Donc, je leur dis : « Voilà, je suis votre nouveau maître. Pour vous, c’est la dernière année. Je sais que ça vous emmerde, mais ni vous ni moi n’avons le choix. Moi, je n’ai rien contre vous, je ne vous connais pas. Mais vous, avant de me connaître, je sais que votre sport sera de me dégommer au premier tournant (autant parler le langage de ceux qui vous écoutent). Alors, on va essayer d’échapper à ce machin où chacun veut faire du mal à l’autre. Moi, je ne vous donnerai ni billets de retard, ni punitions. Si vous ne venez pas en cours, je n’irai pas vous chercher, ni vous dénoncer. Si vous voulez foutre la pagaille dans la classe, je m’en moque aussi, c’est dans votre classe que vous foutrez la pagaille, pas dans ma vie. »

 

Quand on commence une année scolaire, même avec les pires, on n’a pas cent jours de grâce comme les gouvernements, on a 100mn. Pour l’instant, j’étais dans le timing. Alors j’ajoutai : « On va d’abord devoir se présenter, moi, je m’appelle Patrick. Et vous ? Vous voulez bien inscrire votre prénom sur la bande de papier que je vais vous distribuer avec un feutre ? » Chacun écrivit son prénom. Trois avaient de drôles de prénoms : l’un s’appelait « enculé », l’autre « jé oublyé », le troisième avait écrit en Arabe. Je décidai de les appeler ainsi, et puisque je ne savais pas lire l’Arabe, pour le dernier, de dire « machin ». On verrait bien avec le temps.
########
Dans le texte fourni, relevez les noms que le nouveau maître décide de donner aux trois élèves qui ont de drôles de prénoms.

(Lignes d'un jeu d'étiquetage par points)
########
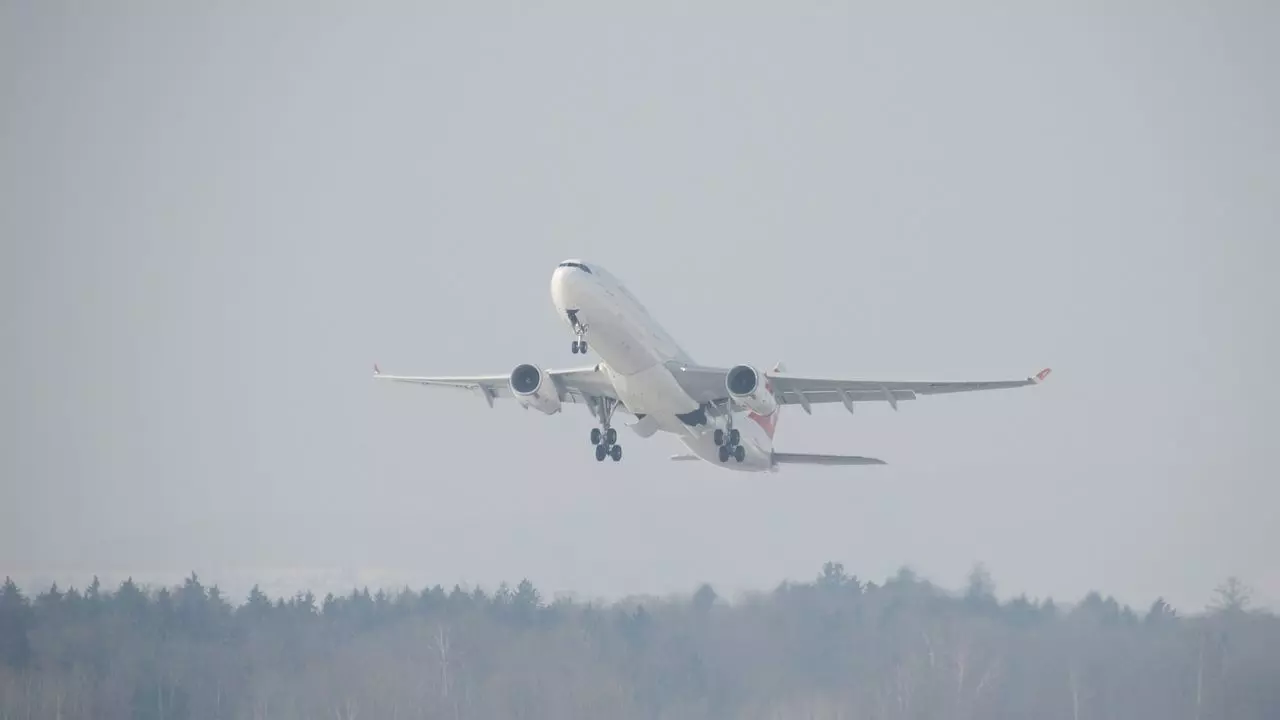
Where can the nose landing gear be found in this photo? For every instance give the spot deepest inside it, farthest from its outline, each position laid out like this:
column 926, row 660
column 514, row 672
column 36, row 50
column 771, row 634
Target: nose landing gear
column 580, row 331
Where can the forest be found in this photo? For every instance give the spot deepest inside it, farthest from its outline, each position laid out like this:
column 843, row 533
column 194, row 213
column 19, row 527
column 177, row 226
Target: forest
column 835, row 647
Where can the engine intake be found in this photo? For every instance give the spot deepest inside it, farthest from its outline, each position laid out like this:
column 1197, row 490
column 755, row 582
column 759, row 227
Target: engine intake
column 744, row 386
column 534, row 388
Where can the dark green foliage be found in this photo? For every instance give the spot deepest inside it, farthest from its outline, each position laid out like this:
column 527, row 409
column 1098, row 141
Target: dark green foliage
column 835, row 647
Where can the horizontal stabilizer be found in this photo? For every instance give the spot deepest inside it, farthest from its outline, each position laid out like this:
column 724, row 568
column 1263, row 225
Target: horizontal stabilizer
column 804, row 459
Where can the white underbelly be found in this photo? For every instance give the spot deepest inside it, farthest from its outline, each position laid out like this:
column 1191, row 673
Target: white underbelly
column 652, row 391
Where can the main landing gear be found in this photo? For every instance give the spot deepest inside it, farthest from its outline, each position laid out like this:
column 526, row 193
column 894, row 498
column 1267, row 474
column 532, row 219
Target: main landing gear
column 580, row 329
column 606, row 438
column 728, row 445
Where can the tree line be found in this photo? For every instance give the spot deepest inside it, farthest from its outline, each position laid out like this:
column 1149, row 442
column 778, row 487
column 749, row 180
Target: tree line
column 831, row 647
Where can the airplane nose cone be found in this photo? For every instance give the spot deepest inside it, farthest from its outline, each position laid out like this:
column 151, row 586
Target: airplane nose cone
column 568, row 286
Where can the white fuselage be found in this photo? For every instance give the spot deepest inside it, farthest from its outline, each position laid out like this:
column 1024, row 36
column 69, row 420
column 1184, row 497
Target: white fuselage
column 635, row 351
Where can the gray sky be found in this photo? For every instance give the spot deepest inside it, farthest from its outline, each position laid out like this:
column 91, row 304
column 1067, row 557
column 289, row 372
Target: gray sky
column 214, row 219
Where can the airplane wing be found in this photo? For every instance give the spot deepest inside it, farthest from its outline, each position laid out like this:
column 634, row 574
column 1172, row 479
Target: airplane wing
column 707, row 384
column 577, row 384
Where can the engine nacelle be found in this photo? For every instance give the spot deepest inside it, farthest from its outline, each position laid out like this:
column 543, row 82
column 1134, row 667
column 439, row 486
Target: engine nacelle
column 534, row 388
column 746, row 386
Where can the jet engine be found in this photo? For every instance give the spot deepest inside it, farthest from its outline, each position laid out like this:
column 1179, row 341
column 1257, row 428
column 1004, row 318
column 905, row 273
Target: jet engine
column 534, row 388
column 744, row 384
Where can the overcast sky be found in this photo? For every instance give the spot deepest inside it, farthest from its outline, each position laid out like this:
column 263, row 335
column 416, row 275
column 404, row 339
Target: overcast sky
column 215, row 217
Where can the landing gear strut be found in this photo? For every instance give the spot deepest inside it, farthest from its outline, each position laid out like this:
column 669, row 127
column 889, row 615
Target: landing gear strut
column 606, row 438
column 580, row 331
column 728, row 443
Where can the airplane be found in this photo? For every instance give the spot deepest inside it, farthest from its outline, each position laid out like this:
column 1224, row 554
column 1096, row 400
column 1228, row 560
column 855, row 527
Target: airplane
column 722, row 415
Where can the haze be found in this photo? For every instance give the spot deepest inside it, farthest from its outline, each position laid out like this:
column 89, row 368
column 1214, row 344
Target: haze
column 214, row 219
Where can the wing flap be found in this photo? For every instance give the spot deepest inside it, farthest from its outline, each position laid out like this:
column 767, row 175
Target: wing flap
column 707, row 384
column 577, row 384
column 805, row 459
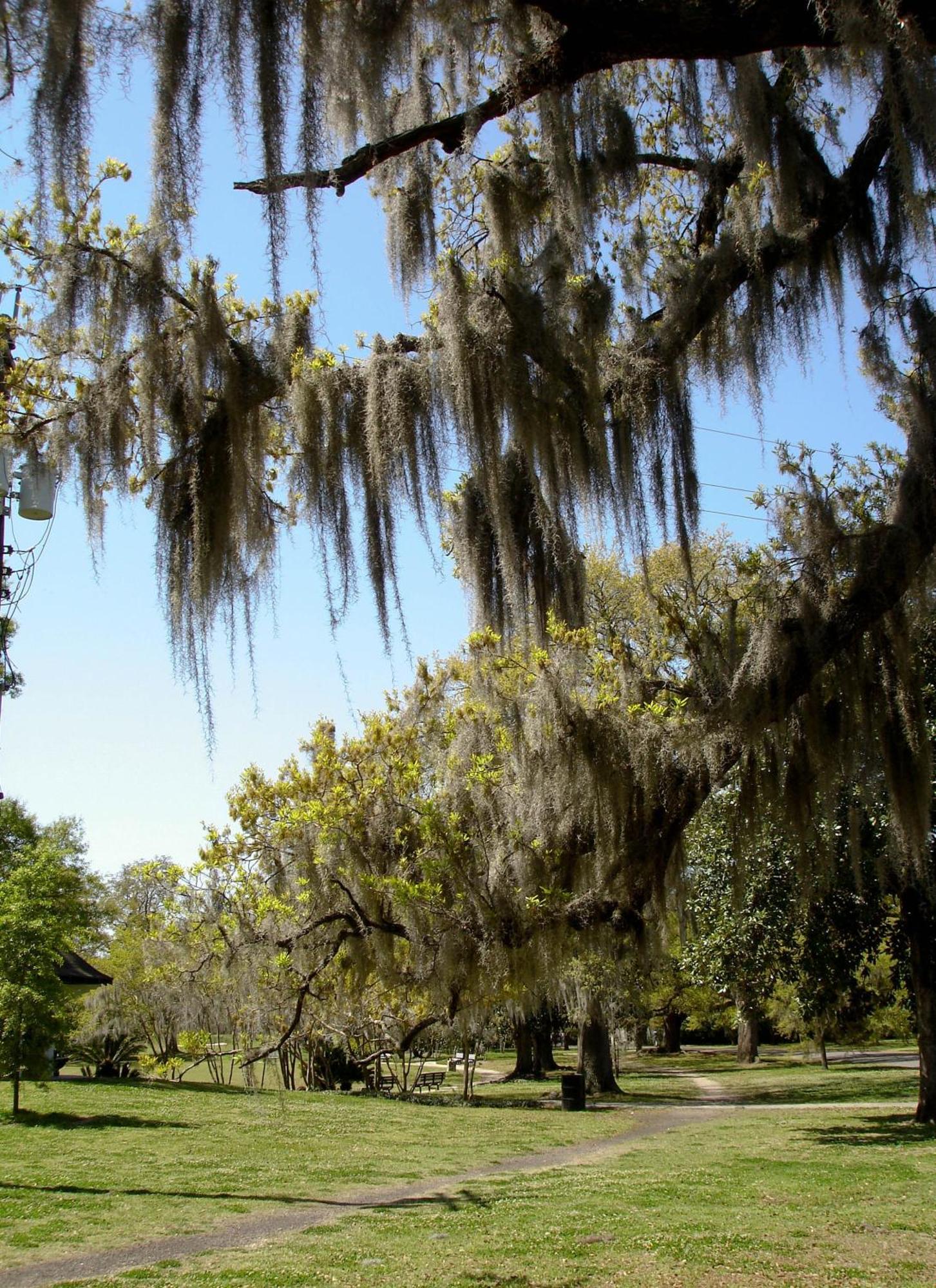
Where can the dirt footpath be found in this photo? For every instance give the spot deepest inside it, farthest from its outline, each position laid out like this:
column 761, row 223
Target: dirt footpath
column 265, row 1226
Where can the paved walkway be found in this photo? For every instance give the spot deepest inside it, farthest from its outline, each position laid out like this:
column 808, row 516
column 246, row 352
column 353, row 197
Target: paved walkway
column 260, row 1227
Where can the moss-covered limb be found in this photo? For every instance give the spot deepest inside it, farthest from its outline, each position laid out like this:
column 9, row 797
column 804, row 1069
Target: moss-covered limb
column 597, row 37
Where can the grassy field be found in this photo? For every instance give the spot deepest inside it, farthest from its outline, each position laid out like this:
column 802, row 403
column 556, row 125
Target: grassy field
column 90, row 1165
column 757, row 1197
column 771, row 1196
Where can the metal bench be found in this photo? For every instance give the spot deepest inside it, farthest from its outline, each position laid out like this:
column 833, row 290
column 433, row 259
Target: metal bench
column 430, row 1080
########
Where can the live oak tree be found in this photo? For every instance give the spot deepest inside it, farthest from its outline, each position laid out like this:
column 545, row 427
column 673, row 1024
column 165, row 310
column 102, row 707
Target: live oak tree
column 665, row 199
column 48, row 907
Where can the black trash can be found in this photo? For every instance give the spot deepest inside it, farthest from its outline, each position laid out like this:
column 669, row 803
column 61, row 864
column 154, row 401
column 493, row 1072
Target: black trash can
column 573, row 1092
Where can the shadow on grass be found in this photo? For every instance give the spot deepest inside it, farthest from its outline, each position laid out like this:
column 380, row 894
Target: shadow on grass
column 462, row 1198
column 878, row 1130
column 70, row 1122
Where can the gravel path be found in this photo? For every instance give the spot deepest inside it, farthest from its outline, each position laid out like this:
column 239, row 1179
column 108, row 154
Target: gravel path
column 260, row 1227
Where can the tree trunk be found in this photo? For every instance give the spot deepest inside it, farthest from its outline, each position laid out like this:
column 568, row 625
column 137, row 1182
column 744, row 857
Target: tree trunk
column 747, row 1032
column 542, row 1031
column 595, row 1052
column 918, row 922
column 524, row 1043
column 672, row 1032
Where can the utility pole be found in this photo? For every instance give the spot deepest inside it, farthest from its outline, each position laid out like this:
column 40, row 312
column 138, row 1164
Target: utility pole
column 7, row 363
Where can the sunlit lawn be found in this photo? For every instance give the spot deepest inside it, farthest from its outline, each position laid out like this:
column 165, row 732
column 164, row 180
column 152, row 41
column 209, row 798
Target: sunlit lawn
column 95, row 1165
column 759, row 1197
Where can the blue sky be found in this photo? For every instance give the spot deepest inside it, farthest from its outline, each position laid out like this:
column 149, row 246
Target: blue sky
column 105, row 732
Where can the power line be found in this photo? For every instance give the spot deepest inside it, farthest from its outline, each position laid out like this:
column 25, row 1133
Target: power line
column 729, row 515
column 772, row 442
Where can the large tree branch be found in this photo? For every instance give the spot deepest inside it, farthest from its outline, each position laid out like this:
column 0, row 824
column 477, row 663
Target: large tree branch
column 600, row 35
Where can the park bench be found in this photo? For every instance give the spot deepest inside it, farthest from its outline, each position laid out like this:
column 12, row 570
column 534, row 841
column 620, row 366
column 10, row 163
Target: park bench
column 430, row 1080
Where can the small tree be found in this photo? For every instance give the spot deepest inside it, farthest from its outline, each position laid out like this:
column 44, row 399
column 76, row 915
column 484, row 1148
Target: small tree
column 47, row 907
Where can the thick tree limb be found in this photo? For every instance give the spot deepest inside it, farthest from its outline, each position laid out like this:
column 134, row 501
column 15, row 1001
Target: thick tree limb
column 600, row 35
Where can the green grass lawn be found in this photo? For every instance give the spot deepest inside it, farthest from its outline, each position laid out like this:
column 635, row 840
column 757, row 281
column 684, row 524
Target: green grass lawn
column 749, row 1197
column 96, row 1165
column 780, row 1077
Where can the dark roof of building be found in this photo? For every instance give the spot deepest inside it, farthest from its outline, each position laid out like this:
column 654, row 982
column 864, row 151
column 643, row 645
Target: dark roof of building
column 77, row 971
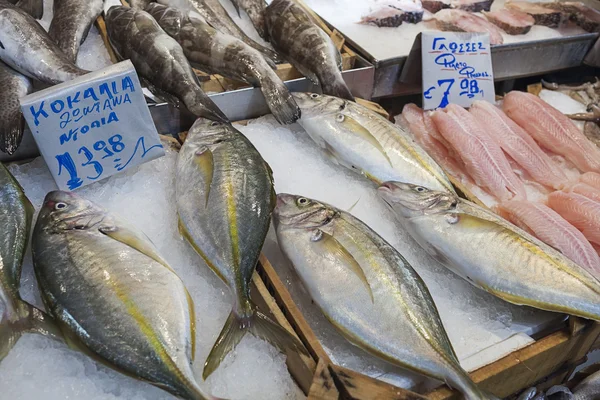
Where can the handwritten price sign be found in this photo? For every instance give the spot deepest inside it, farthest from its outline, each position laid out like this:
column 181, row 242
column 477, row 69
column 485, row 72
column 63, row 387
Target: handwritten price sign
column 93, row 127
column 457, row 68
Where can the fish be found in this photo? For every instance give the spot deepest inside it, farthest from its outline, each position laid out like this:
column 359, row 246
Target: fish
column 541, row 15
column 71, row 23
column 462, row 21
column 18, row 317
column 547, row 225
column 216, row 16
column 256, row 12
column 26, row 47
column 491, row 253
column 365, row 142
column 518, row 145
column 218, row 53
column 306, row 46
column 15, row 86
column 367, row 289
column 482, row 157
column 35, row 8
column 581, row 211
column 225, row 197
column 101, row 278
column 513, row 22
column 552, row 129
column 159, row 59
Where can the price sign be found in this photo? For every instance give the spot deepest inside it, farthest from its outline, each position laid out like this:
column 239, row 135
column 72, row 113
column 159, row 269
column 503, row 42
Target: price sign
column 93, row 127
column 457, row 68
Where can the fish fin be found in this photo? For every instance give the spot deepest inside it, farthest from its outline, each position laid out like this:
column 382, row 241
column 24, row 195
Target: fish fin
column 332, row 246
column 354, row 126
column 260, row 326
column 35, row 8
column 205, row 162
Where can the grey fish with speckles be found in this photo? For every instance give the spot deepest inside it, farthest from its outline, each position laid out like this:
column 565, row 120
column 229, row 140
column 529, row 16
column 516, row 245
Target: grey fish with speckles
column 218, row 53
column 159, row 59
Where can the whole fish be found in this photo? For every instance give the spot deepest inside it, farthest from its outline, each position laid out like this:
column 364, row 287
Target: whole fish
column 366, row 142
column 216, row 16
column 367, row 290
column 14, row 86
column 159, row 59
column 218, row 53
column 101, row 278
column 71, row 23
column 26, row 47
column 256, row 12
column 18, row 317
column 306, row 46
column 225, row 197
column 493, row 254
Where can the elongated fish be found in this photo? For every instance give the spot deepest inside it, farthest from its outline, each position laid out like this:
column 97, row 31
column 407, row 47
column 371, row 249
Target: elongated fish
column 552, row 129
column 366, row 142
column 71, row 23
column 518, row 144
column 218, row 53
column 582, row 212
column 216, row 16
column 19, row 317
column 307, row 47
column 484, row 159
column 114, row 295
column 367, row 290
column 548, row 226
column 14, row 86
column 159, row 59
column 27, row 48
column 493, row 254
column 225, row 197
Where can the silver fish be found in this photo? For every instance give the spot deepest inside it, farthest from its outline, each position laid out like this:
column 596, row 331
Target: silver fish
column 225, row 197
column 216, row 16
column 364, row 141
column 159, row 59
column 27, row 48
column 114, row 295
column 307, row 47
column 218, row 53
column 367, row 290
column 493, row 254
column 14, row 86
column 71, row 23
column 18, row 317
########
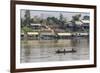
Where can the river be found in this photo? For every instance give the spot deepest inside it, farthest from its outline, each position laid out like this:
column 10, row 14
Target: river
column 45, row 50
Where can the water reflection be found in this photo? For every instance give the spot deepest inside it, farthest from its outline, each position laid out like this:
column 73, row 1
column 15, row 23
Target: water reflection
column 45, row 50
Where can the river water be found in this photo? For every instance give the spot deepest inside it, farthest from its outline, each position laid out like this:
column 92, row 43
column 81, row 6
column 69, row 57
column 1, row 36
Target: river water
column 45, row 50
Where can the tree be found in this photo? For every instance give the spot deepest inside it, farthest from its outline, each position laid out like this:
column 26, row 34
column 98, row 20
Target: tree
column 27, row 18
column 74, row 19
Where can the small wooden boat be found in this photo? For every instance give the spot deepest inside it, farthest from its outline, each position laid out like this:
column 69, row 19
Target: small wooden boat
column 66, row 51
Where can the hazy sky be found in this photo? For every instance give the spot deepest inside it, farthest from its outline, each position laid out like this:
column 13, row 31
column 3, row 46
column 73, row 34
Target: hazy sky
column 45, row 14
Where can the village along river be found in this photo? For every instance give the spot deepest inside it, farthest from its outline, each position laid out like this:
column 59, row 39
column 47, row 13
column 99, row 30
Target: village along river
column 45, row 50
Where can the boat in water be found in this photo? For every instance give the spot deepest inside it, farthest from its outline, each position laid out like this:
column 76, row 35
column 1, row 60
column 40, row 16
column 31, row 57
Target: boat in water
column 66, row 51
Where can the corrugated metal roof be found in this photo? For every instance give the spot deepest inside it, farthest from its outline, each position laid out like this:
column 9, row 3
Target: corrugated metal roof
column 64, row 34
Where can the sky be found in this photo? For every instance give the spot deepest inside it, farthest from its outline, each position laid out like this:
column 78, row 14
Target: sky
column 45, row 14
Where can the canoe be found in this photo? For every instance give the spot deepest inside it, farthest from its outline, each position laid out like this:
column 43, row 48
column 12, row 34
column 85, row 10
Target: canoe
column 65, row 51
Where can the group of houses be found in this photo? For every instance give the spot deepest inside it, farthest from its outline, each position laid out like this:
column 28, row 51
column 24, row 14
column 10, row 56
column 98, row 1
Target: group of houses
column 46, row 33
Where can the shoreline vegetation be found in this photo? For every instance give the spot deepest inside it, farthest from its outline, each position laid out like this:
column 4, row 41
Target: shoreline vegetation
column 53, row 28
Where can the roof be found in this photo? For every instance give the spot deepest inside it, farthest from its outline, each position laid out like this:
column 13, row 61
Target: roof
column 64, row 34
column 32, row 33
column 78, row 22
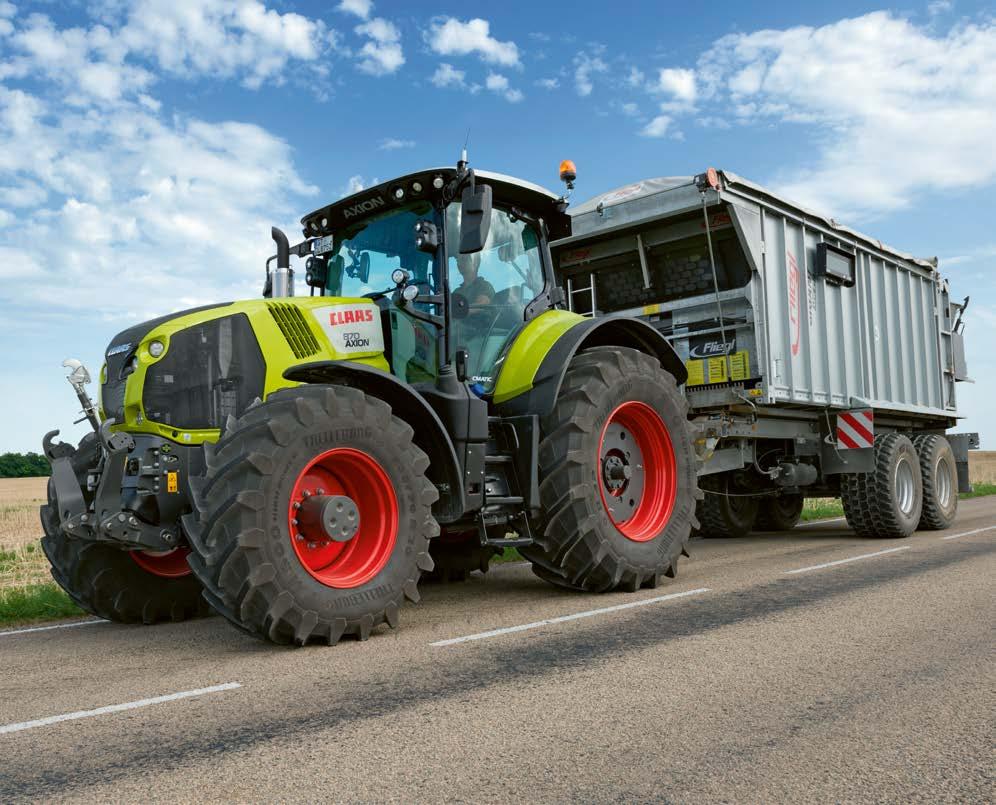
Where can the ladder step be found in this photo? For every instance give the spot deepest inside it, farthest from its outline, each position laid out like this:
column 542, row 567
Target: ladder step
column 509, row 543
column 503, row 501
########
Réponse attendue
« enculé », « jé oublyé » et « machin »